A word-for-word copy of all entries is required, without images.

▼

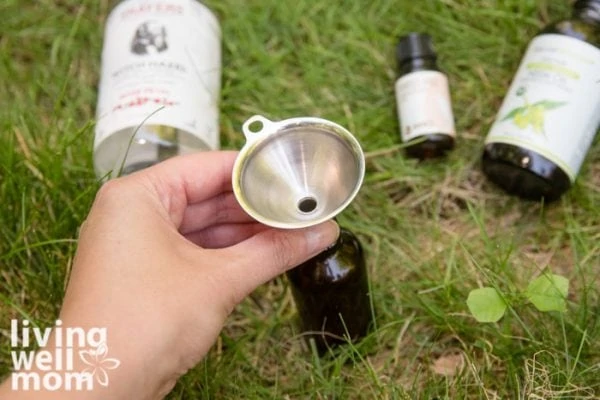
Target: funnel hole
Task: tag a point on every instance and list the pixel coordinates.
(307, 204)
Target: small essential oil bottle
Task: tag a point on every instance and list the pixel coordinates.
(423, 99)
(551, 112)
(331, 292)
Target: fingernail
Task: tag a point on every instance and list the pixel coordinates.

▲

_SOLUTION TO THIS TASK_
Target: funnel hole
Task: tag a point on every instance and list the pixel coordinates.
(307, 204)
Target: small essential oil bottle
Task: tag a point on every instance and list the pixel coordinates.
(423, 99)
(551, 112)
(331, 292)
Target: fingernail
Task: tag a point on every instance and list the pixel coordinates.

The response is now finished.